→ **Work to be completed**
Swap "even-odd" for "nonzero winding" everywhere in the records below and write them out again with everything else unchanged. Leave the pictures out.

→ **Input records**
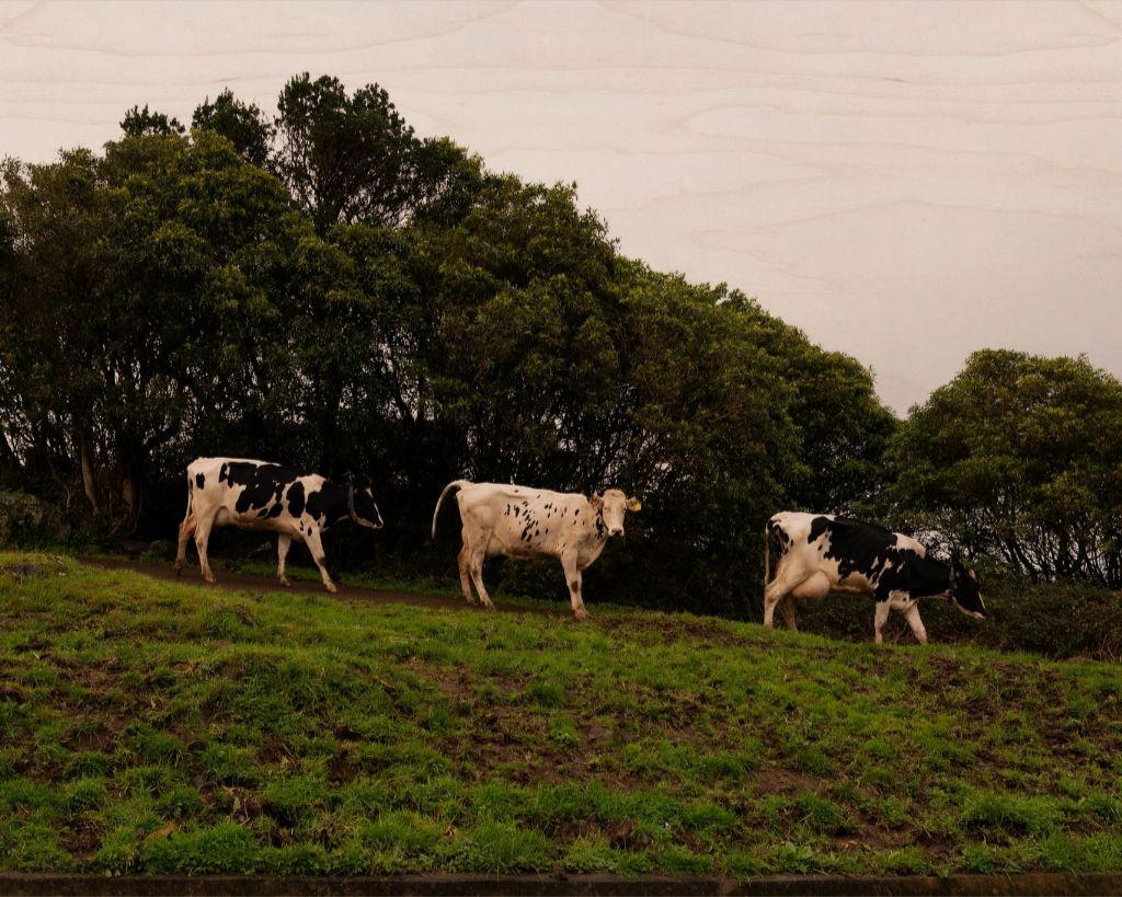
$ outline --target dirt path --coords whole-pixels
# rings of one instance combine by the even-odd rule
[[[479,611],[479,608],[470,607],[462,598],[450,595],[422,594],[417,592],[394,592],[383,589],[364,589],[358,585],[348,585],[335,582],[339,592],[335,595],[330,593],[318,582],[303,582],[293,580],[291,586],[280,585],[274,576],[258,576],[251,573],[233,573],[228,570],[215,571],[217,583],[206,583],[199,572],[199,567],[184,567],[183,575],[175,575],[175,567],[171,563],[154,564],[145,561],[119,561],[105,557],[79,557],[83,564],[102,567],[104,570],[128,570],[134,573],[142,573],[157,580],[177,582],[181,585],[195,585],[200,589],[224,589],[227,591],[250,592],[252,594],[268,594],[270,592],[296,592],[298,594],[333,597],[340,601],[348,601],[356,604],[413,604],[421,608],[439,608],[441,610],[468,610]],[[548,608],[527,608],[522,604],[504,607],[502,602],[496,602],[496,608],[505,613],[545,613],[553,616],[565,616],[564,608],[559,607],[557,611]]]

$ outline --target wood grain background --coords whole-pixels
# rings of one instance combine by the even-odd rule
[[[1122,376],[1116,2],[0,2],[0,155],[296,72],[377,81],[624,251],[726,280],[898,410],[981,346]]]

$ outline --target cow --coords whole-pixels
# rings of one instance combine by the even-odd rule
[[[781,548],[775,579],[770,580],[770,545]],[[968,617],[984,619],[977,577],[955,560],[944,564],[902,533],[828,514],[781,511],[764,530],[764,626],[780,607],[794,629],[794,602],[830,592],[872,595],[876,601],[873,640],[880,645],[889,611],[903,613],[921,645],[927,629],[919,616],[921,598],[945,598]]]
[[[180,524],[175,572],[183,572],[187,540],[195,537],[203,579],[214,582],[206,561],[211,527],[237,526],[279,534],[277,579],[292,585],[284,564],[294,538],[303,539],[329,592],[339,591],[324,566],[322,533],[340,520],[380,529],[384,524],[367,487],[333,483],[316,473],[298,474],[279,464],[243,457],[199,457],[187,465],[187,515]]]
[[[436,516],[444,497],[458,489],[456,500],[463,524],[463,547],[457,558],[460,588],[469,604],[471,581],[484,607],[491,603],[484,588],[484,560],[507,557],[555,557],[564,570],[572,612],[578,620],[588,618],[581,594],[581,573],[600,556],[611,536],[624,534],[624,515],[642,505],[618,489],[603,496],[579,492],[551,492],[525,486],[472,483],[453,480],[444,487],[432,515],[432,536],[436,538]],[[470,580],[469,580],[470,575]]]

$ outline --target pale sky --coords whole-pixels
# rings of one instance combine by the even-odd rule
[[[0,156],[226,86],[272,112],[303,71],[576,181],[624,252],[757,297],[900,413],[984,346],[1122,377],[1122,3],[0,0]]]

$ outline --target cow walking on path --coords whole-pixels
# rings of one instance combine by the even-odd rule
[[[463,524],[463,547],[458,560],[460,588],[469,604],[475,604],[471,583],[479,600],[494,608],[484,588],[484,560],[507,557],[555,557],[564,570],[572,612],[578,620],[588,617],[581,594],[581,573],[600,556],[611,536],[624,534],[624,515],[637,511],[637,499],[618,489],[607,489],[591,498],[572,492],[550,492],[525,486],[472,483],[453,480],[444,487],[432,515],[432,535],[436,537],[436,515],[451,490]]]
[[[771,544],[780,546],[771,579]],[[889,611],[903,613],[921,645],[927,629],[919,616],[921,598],[946,598],[963,613],[986,616],[977,579],[962,563],[944,564],[902,533],[827,514],[781,511],[764,531],[764,626],[775,608],[794,629],[794,602],[826,598],[830,592],[867,594],[876,600],[873,634],[877,645]]]
[[[183,570],[187,542],[195,537],[203,579],[214,582],[206,561],[211,528],[237,526],[279,534],[277,579],[285,576],[285,557],[294,538],[302,539],[320,568],[323,585],[337,592],[324,566],[320,536],[340,520],[380,529],[381,515],[368,488],[333,483],[316,473],[297,474],[279,464],[242,457],[200,457],[187,465],[187,515],[180,524],[175,570]]]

→ **Task response**
$ outline --target dirt path --coords whole-pixels
# rings of one instance combine by the nonzero winding rule
[[[479,611],[479,608],[470,607],[462,598],[450,595],[422,594],[417,592],[394,592],[383,589],[364,589],[358,585],[348,585],[335,582],[339,592],[335,595],[330,593],[318,582],[303,582],[293,580],[291,586],[280,585],[274,576],[258,576],[251,573],[233,573],[228,570],[215,571],[217,583],[206,583],[199,572],[199,567],[184,567],[183,575],[175,575],[175,567],[171,563],[154,564],[145,561],[119,561],[105,557],[79,557],[83,564],[102,567],[104,570],[128,570],[134,573],[142,573],[157,580],[177,582],[181,585],[195,585],[200,589],[224,589],[227,591],[250,592],[252,594],[268,594],[270,592],[296,592],[298,594],[333,597],[340,601],[348,601],[356,604],[413,604],[421,608],[439,608],[441,610],[468,610]],[[548,608],[527,608],[522,604],[504,607],[502,602],[496,602],[496,608],[505,613],[545,613],[553,616],[565,616],[564,608],[559,607],[557,611]]]

$ outline --target wood grain background --coords whole-pixels
# rings of one instance combine by the nonzero winding rule
[[[1122,376],[1116,2],[0,2],[0,155],[296,72],[377,81],[624,251],[726,280],[898,410],[981,346]]]

$ outline --target cow --coords whole-pixels
# rings of one instance combine by the nonzero winding rule
[[[781,548],[775,579],[770,580],[770,545]],[[968,617],[984,619],[977,577],[955,560],[944,564],[902,533],[828,514],[781,511],[764,530],[764,626],[780,607],[794,629],[794,602],[830,592],[872,595],[876,601],[873,640],[880,645],[889,611],[903,613],[921,645],[927,629],[919,616],[921,598],[945,598]]]
[[[180,524],[175,572],[183,572],[187,540],[195,537],[203,579],[214,582],[206,561],[211,527],[237,526],[279,534],[277,579],[292,585],[284,564],[294,538],[303,539],[329,592],[339,591],[324,566],[322,533],[340,520],[380,529],[384,524],[367,487],[333,483],[316,473],[298,474],[279,464],[243,457],[199,457],[187,465],[187,515]]]
[[[436,516],[444,497],[458,489],[456,500],[463,524],[463,547],[457,558],[460,588],[469,604],[471,581],[484,607],[491,603],[484,588],[484,560],[507,557],[555,557],[564,570],[572,612],[578,620],[588,618],[581,594],[581,573],[600,556],[611,536],[624,534],[624,515],[642,505],[618,489],[603,496],[579,492],[551,492],[525,486],[472,483],[453,480],[444,487],[432,515],[432,536],[436,538]],[[470,580],[469,580],[470,575]]]

$ outline --target pale sky --coords whole-pixels
# rings of one instance combine by the nonzero winding rule
[[[0,156],[226,86],[272,112],[303,71],[576,181],[624,252],[757,297],[900,413],[984,346],[1122,377],[1122,3],[0,0]]]

$ outline --target cow walking on path --coords whole-pixels
# rings of one instance combine by the nonzero winding rule
[[[463,524],[463,547],[458,560],[460,588],[469,604],[475,604],[471,583],[479,600],[494,608],[484,588],[484,560],[507,557],[555,557],[564,570],[572,612],[578,620],[588,617],[581,594],[581,573],[600,556],[611,536],[624,534],[624,515],[637,511],[637,499],[618,489],[607,489],[591,498],[572,492],[550,492],[525,486],[472,483],[453,480],[444,487],[432,515],[432,535],[436,537],[436,515],[451,490]]]
[[[771,544],[780,546],[771,579]],[[889,611],[903,613],[921,645],[927,629],[919,616],[921,598],[946,598],[963,613],[986,616],[977,579],[962,563],[944,564],[902,533],[827,514],[781,511],[764,531],[764,626],[775,608],[794,629],[794,602],[826,598],[830,592],[867,594],[876,600],[873,634],[877,645]]]
[[[183,570],[187,542],[195,537],[203,579],[214,582],[206,561],[211,528],[237,526],[279,534],[277,579],[285,576],[285,557],[294,538],[302,539],[320,568],[323,585],[337,592],[324,566],[320,536],[340,520],[380,529],[381,515],[368,488],[333,483],[316,473],[297,474],[279,464],[242,457],[200,457],[187,465],[187,515],[180,524],[175,570]]]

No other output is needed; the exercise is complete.